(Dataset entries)
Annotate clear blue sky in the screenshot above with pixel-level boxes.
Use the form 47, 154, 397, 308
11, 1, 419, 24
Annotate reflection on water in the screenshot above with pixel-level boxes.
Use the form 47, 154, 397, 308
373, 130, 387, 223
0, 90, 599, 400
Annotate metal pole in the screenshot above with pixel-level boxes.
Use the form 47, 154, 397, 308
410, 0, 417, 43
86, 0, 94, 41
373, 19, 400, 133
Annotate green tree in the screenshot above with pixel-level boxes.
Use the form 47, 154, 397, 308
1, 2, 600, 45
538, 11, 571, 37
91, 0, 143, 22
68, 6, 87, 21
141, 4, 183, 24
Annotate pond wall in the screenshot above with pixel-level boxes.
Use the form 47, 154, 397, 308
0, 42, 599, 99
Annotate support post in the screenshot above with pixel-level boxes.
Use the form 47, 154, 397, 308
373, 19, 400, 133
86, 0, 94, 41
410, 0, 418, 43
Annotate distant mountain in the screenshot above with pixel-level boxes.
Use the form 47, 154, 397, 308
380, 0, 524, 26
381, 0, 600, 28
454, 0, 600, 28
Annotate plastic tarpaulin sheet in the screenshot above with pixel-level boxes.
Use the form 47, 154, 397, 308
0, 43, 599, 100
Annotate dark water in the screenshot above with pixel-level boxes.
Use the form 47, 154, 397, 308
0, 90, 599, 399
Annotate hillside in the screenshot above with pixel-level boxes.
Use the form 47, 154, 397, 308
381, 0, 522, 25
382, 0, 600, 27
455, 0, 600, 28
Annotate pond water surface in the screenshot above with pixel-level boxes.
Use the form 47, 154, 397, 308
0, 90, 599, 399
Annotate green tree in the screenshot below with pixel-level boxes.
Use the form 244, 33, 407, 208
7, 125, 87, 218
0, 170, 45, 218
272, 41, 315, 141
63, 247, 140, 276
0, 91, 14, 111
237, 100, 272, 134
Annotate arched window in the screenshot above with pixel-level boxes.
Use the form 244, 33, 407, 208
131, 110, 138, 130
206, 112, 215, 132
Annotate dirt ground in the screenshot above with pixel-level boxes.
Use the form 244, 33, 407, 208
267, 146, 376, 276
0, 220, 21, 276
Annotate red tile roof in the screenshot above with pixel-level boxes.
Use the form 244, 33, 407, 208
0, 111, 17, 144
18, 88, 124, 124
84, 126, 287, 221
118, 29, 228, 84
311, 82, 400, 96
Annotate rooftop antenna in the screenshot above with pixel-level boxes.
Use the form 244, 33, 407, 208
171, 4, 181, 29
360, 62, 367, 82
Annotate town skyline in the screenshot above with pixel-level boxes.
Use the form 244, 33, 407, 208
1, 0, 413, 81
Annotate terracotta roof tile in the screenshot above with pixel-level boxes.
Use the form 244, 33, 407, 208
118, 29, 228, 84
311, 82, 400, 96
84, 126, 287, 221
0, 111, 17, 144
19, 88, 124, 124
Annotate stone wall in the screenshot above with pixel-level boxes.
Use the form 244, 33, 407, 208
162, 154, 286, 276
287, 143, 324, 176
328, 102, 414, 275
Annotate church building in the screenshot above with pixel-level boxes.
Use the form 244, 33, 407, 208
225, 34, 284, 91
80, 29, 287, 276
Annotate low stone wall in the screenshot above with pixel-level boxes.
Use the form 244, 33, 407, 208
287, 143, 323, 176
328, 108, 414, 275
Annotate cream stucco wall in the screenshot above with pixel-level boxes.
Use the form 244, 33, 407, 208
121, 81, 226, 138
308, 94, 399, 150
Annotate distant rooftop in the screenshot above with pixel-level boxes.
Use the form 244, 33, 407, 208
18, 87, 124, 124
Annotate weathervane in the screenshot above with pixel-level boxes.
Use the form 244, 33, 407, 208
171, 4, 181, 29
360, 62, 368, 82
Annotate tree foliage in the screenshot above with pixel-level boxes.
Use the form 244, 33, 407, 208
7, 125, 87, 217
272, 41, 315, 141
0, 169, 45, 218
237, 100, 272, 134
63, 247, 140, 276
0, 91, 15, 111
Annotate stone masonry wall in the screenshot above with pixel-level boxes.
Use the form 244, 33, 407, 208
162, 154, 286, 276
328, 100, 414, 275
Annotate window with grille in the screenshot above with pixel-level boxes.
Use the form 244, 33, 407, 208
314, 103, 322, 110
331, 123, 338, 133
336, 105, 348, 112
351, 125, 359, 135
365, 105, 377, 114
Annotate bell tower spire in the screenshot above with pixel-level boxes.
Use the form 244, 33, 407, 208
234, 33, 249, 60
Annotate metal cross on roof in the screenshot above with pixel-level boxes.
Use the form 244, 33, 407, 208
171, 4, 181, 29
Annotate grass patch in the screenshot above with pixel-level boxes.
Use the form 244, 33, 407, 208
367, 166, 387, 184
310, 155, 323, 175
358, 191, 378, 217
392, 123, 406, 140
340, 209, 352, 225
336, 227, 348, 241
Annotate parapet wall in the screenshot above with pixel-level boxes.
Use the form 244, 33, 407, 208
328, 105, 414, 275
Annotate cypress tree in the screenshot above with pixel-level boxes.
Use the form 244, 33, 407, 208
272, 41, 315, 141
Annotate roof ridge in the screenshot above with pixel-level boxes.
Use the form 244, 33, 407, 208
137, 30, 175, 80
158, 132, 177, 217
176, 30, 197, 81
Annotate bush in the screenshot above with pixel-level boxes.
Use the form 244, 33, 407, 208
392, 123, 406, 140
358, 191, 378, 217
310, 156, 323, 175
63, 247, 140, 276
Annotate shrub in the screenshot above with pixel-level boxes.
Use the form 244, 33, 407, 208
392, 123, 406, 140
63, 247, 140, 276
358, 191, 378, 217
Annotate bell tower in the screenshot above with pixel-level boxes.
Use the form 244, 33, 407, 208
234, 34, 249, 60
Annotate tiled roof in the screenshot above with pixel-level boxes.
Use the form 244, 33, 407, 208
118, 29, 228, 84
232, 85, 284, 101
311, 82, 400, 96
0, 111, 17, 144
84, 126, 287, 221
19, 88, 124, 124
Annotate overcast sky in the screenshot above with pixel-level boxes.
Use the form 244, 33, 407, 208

§ **YOUR INSTRUCTIONS**
Find each line in the records above that contains "rooftop", and copy it.

§ **RESULT OF THIS TASK**
Annotate rooftop antenna in the screenshot above with pixel-level boxes.
Annotate distant rooftop in the screenshot above with pixel-level boxes.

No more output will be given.